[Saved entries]

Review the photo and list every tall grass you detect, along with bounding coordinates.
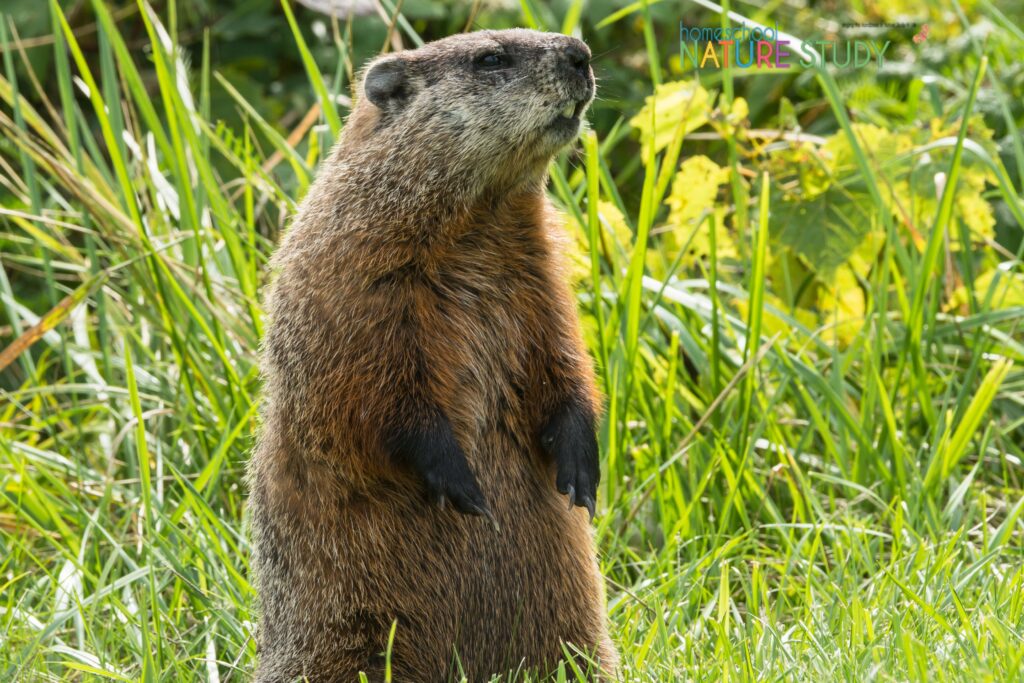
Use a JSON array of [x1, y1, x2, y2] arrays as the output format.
[[1, 1, 1023, 681]]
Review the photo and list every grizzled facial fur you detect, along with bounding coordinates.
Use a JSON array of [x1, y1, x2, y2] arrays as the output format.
[[360, 29, 595, 184]]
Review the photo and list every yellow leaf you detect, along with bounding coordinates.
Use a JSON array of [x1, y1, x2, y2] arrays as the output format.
[[658, 156, 736, 269], [849, 229, 886, 278], [561, 211, 592, 285], [629, 80, 712, 160], [598, 200, 634, 250], [734, 292, 816, 342], [709, 96, 749, 140], [725, 97, 748, 125], [666, 155, 729, 227], [956, 177, 996, 243], [561, 201, 635, 283], [822, 123, 913, 176], [818, 265, 865, 346], [947, 267, 1024, 312]]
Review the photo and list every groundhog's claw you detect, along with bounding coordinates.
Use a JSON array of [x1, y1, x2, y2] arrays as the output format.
[[581, 495, 596, 521], [566, 489, 595, 520], [481, 505, 501, 533], [541, 400, 600, 520], [423, 460, 490, 518]]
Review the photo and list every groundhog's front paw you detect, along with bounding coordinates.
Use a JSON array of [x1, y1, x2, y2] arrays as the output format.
[[540, 401, 600, 520], [386, 410, 493, 522], [421, 456, 491, 519]]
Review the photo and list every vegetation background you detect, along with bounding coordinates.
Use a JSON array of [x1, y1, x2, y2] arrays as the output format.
[[1, 0, 1023, 680]]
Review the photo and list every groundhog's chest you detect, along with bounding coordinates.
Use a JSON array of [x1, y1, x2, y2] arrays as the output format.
[[427, 256, 559, 442]]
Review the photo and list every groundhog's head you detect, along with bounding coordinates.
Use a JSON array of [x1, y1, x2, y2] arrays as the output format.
[[354, 29, 595, 187]]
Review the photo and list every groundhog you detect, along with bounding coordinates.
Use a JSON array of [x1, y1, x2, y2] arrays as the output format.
[[248, 28, 618, 682]]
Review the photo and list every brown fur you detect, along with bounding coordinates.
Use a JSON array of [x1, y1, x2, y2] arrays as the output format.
[[248, 29, 617, 682]]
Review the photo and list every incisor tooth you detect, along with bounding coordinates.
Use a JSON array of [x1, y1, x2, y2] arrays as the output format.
[[561, 102, 575, 118]]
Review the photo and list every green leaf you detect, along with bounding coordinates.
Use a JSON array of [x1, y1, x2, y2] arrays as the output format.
[[772, 186, 876, 275]]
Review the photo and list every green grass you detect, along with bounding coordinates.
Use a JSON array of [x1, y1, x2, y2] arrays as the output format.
[[2, 1, 1024, 681]]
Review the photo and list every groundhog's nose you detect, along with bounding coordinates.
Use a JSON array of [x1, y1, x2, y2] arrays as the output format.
[[563, 41, 591, 75]]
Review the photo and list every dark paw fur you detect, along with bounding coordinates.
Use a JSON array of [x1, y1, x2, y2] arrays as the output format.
[[540, 400, 600, 519], [386, 407, 492, 520], [421, 454, 489, 517]]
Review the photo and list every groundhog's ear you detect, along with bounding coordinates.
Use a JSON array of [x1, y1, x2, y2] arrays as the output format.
[[364, 57, 411, 111]]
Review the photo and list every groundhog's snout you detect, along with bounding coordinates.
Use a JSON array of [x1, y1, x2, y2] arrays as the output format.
[[563, 41, 590, 77], [558, 38, 593, 90], [549, 36, 594, 125]]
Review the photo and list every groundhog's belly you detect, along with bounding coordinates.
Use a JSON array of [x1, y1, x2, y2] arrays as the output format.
[[456, 442, 610, 679], [259, 424, 610, 681]]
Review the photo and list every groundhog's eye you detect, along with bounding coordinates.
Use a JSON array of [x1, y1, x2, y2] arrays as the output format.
[[473, 52, 511, 70]]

#### Work required:
Only one number is wanted: how many lines of the data above include the word "leaf".

#### The completed task:
2